# REQUIREMENT
Nothing in the listing should differ in your copy; retype it all exactly.

# MATERIAL SUPPLIED
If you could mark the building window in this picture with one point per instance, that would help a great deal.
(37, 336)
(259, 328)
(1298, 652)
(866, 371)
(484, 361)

# YOUR SOLUTION
If you could mark the building window in this picture with one point per instance, that would help a great deal.
(37, 336)
(259, 328)
(1298, 652)
(866, 371)
(484, 361)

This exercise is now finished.